**Document source:**
■ ■ ■ ■

Exportations des technologies de surveillance : RSF et une coalition d’ONG formulent des recommandations aux États membres de l’UE

Dans une déclaration commune, Reporters sans frontières (RSF) et une coalition d’ONG saluent les aspects positifs du projet de réglementation européenne sur les exportations de biens à double usage, dont font partie les technologies de surveillance, et formulent des recommandations à l’attention des Etats membres de l’UE pour sa mise en oeuvre.

Après près d’une décennie de négociations, le projet de réforme du règlement de l'Union européenne sur les exportations des biens double usage a été adopté aujourd’hui par le Parlement européen. Cette réglementation vise à prévenir les atteintes aux droits de l'homme résultant de la surveillance numérique en établissant des mécanismes de contrôle des exportations de technologies de surveillance produites par des entreprises européennes. RSF et une coalition d’organisations de défense des droits humains saluent les éléments positifs de ce compromis mais regrettent que l’UE ait manqué une occasion de mettre en place un règlement plus ambitieux qui inclut des protections plus fortes nécessaires à la sauvegarde des droits de l’homme et de la sécurité.

■ ■ ■ ■

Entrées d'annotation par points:
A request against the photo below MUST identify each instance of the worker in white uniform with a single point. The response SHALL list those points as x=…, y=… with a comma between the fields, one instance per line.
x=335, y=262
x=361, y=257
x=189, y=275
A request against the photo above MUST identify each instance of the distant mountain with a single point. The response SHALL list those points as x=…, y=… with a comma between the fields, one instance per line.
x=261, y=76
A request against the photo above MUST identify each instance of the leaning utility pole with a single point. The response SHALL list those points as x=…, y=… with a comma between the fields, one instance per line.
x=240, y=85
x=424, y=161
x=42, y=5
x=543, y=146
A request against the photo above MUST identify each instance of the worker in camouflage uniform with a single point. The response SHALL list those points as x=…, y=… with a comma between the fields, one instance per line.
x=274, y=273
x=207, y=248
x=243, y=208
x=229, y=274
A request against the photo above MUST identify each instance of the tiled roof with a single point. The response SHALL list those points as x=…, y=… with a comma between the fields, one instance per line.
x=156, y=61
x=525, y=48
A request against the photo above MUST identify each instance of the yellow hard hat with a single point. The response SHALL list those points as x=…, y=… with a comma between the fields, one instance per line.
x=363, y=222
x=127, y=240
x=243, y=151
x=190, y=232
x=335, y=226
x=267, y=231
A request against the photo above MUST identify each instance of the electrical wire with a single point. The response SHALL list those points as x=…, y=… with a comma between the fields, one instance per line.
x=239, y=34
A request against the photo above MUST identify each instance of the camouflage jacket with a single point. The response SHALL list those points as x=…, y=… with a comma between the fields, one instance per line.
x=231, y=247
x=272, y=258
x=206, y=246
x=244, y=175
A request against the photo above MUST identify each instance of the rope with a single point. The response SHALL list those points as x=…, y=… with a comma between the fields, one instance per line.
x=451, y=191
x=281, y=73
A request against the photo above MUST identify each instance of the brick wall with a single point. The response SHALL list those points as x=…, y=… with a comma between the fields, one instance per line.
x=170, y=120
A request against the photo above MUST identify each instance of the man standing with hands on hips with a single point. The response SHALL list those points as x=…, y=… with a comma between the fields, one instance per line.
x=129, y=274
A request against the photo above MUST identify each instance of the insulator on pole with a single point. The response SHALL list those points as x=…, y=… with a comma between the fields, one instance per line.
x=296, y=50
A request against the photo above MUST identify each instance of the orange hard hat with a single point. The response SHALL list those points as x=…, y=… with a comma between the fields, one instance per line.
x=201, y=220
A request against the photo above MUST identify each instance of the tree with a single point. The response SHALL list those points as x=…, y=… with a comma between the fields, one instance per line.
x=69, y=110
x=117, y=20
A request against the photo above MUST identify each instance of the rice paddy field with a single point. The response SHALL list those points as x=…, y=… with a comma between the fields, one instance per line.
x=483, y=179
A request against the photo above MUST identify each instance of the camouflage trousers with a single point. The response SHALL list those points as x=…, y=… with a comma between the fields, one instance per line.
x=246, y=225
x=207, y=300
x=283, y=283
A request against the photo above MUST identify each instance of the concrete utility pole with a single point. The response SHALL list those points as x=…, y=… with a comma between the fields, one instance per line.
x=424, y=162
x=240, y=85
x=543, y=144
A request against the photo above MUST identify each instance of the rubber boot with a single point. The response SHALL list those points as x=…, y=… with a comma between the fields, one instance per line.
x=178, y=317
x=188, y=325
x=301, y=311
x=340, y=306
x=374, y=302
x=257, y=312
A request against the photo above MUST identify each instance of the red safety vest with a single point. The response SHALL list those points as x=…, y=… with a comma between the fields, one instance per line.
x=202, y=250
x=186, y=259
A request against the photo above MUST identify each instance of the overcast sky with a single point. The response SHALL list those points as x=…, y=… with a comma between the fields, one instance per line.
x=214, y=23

■ ■ ■ ■

**Travail à réaliser:**
Répondez aux questions suivantes à partir du document source ci-dessus.
(a) À qui RSF et la coalition d'ONG adressent-elles leurs recommandations ?
(b) Combien de temps les négociations sur la réforme ont-elles duré ?
(c) Quelle institution a adopté le projet de réforme du règlement ?

**Réponse rédigée:**
(a) Aux États membres de l'UE, pour la mise en œuvre du règlement.
(b) Près d'une décennie.
(c) Le Parlement européen.